TEXTE EXTRAIT:

Les 14 chapitres du tome II :

- L'académie française, par Maxime Revon et Pierre Billotey
- L'Académie Goncourt, par Léon Deffoux
- La littérature féminine, par Henriette Charasson
- La littérature française à l'étranger (Belgique, par Louis Dumont-Walden, Suisse, par Robert de Traz, Canada par Berthelot-Brunet)
- Les écrivains morts à la guerre, par Edmond Pilon
- Les salons littéraires, par Maxime Revon et Pierre Billotey
- Les cafés littéraires, par André Billy
- Les écoles littéraires, par Maurice Le Blond
- Les chapelles littéraires, par Philoxène Bisson
- Types curieux et pittoresques: Guillaume Apollinaire, Christian Beck, Henri Degron, Max Jacob, Alfred Jarry, Ernest la Jeunesse, Paul Léautaud, Robert de Montesquiou, Jean Moréas, Germain Nouveau, Saint-Pol-Roux
- Les revues littéraires, par Philoxène Bisson
- La bibliophilie, par A. de Bersaucourt
- Les journalistes, par Louis Latzarus
- Edition et librairie, par Jean de Niort


 L'un des fascicules à relier parus entre 1923 et 1928


On imagine assez bien comment l'éphémère directeur de la Nouvelle Revue Française peint son Tableau, ce qui donne à l'Avertissement qu'il signe en tête du premier tome un sel tout particulier :

« Sur cette période littéraire complexe, passionnante et si mal connue, nous n'avons pas voulu élaborer de légendes, recueillir des dépositions douteuses, intéressées ou fantaisistes. […] Nous nous sommes donc entouré de collaborateurs possédant personnellement, directement – et non pas de seconde main – le sujet qu'ils avaient à traiter. »

CONSIGNE 1:
Comptez les lignes des enregistrements qui contiennent le mot « woman », en respectant la casse. Donnez uniquement ce nombre.
Le texte et les enregistrements sont deux documents indépendants l'un de l'autre.

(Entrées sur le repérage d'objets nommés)
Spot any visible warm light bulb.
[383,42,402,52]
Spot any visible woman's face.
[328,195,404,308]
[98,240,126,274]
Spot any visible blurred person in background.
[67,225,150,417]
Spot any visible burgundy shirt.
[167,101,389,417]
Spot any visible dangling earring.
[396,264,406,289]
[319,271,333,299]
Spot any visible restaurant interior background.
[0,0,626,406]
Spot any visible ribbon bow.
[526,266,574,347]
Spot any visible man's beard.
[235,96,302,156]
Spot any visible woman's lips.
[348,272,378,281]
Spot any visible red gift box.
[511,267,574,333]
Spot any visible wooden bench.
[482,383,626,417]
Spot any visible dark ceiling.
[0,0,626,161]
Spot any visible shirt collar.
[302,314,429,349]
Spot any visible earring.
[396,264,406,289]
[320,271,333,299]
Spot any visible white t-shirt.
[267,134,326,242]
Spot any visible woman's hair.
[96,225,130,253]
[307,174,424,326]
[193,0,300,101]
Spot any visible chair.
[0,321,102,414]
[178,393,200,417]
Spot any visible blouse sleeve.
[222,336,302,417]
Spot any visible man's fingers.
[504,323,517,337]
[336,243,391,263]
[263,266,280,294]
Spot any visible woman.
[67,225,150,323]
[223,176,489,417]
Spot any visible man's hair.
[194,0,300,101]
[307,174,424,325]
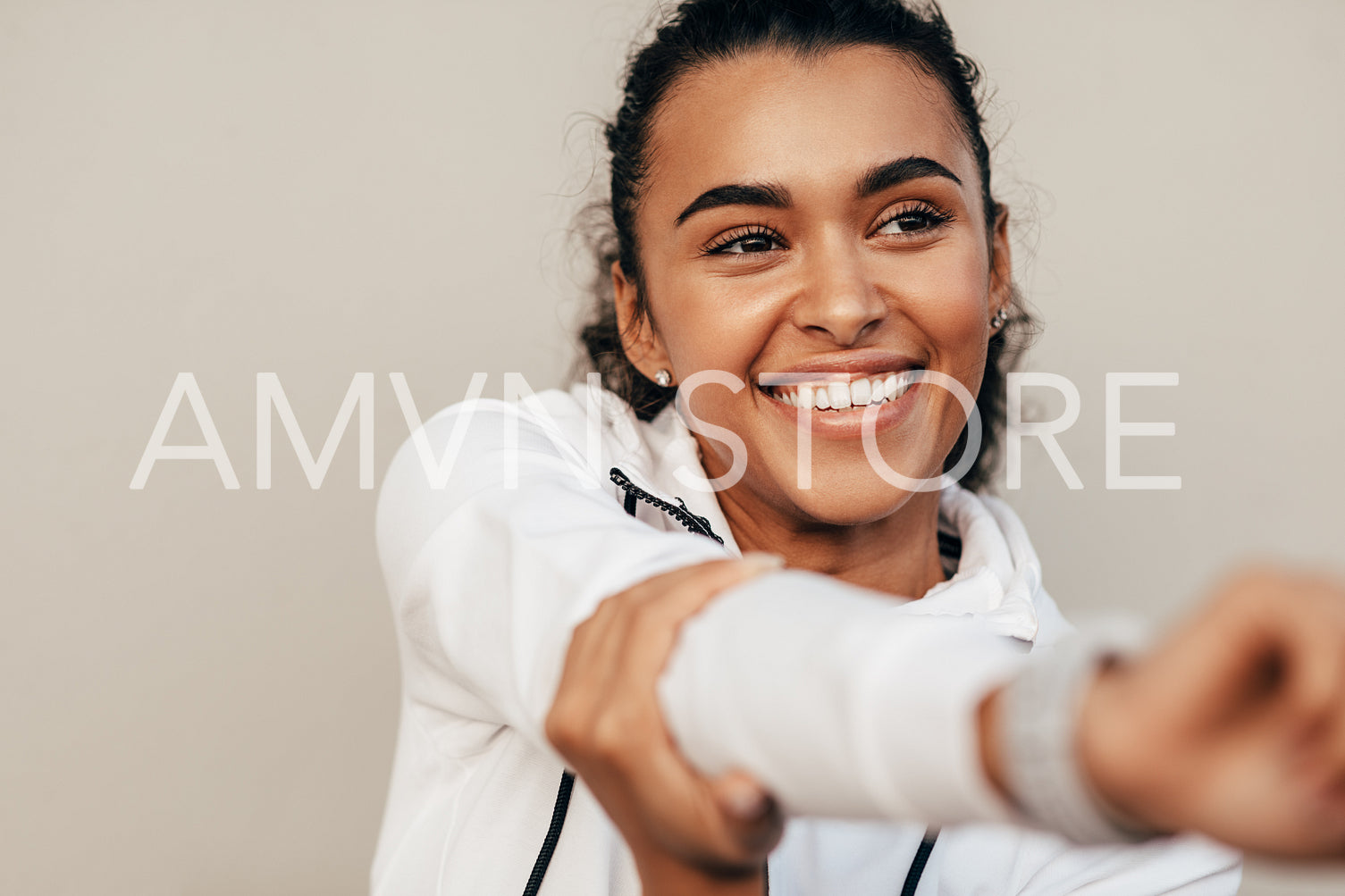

CONSIGNE 2:
Pour chaque affirmation, indiquez par oui ou par non si elle concorde avec le texte, et citez à l'identique les mots du texte qui tranchent. (a) Le chapitre sur les cafés littéraires est signé par André Billy. (b) Le tome II comprend douze chapitres. (c) Les fascicules à relier ont paru entre 1923 et 1928.

RÉPONSE 1:
4

RÉPONSE 2:
(a) Oui : « Les cafés littéraires, par André Billy »
(b) Non : « Les 14 chapitres du tome II »
(c) Oui : « L'un des fascicules à relier parus entre 1923 et 1928 »